• _WHAT YOU HAVE TO DO_:
Could you retype every line of the data underneath without altering anything?

============================================================

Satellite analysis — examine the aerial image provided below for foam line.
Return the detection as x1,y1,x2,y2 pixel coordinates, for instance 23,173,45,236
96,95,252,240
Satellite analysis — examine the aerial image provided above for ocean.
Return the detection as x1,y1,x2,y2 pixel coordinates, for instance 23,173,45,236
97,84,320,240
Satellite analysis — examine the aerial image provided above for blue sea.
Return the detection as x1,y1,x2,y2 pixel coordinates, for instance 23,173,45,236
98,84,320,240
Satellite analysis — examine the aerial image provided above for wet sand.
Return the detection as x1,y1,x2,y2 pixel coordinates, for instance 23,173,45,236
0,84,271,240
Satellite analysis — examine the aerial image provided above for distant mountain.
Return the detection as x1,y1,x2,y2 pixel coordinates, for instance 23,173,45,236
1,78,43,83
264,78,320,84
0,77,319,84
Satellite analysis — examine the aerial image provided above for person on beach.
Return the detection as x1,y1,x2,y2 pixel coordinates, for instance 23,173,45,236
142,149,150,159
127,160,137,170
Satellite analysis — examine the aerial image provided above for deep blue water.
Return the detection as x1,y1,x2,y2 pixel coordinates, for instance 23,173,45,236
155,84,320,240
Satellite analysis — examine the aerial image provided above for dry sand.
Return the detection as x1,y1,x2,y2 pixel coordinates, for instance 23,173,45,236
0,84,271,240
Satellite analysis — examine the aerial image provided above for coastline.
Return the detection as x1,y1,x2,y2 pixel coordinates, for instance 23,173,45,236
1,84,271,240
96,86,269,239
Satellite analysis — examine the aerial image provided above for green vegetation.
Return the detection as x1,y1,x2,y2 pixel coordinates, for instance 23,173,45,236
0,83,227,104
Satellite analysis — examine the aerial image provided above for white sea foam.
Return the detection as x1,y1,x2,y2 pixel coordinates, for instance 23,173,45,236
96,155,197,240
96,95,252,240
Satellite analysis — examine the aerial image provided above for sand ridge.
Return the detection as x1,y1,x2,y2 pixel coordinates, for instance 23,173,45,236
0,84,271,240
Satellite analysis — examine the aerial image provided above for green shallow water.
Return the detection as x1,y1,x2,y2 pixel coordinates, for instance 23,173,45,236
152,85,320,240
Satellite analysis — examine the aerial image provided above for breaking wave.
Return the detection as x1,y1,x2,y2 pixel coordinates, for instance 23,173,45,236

============================================================

• _ANSWER FOR THE TASK_:
Satellite analysis — examine the aerial image provided below for foam line.
Return the detection as x1,y1,x2,y2 pixel coordinates, for instance 23,173,45,236
96,95,252,240
Satellite analysis — examine the aerial image provided above for ocean.
Return the detection as x1,y1,x2,y2 pixel coordinates, for instance 23,173,45,236
97,84,320,240
Satellite analysis — examine the aerial image provided above for blue sea.
Return the detection as x1,y1,x2,y2 pixel coordinates, for instance 23,173,45,236
98,84,320,240
Satellite analysis — examine the aerial image provided above for wet sand.
Return the detection as x1,y1,x2,y2 pixel coordinates, for instance 23,173,45,236
0,84,271,240
Satellite analysis — examine the aerial image provided above for distant mountain.
Return the detection as x1,y1,x2,y2 pixel coordinates, for instance 23,173,45,236
1,78,43,83
264,78,320,84
0,77,319,84
Satellite analysis — examine the aerial image provided above for person on beach.
Return the detection as x1,y1,x2,y2 pixel coordinates, for instance 23,173,45,236
142,149,150,159
127,160,137,170
Satellite analysis — examine the aerial image provided above for deep blue water.
Return the detection as x1,y1,x2,y2 pixel coordinates, for instance 23,173,45,236
155,84,320,240
Satellite analysis — examine the aerial image provided above for dry sand.
Return the detection as x1,y1,x2,y2 pixel coordinates, for instance 23,173,45,236
0,84,271,240
Satellite analysis — examine the aerial image provided above for coastline.
Return the detection as x1,y1,x2,y2 pixel coordinates, for instance 23,173,45,236
1,84,271,240
96,86,269,239
Satellite analysis — examine the aerial image provided above for green vegetation.
Return the detection as x1,y1,x2,y2 pixel coordinates, for instance 23,173,45,236
0,83,227,104
Satellite analysis — examine the aerial image provided above for white sea foam.
Return the detection as x1,y1,x2,y2 pixel coordinates, for instance 23,173,45,236
96,155,197,240
96,95,252,240
Satellite analysis — examine the aerial image provided above for sand ridge.
Return the detection as x1,y1,x2,y2 pixel coordinates, for instance 23,173,45,236
0,84,271,240
Satellite analysis — examine the aerial image provided above for green shallow water.
Return the detection as x1,y1,x2,y2 pixel coordinates, for instance 23,173,45,236
152,85,320,240
Satellite analysis — examine the aerial image provided above for breaking wave.
Return the detection as x1,y1,x2,y2 pixel coordinates, for instance 23,173,45,236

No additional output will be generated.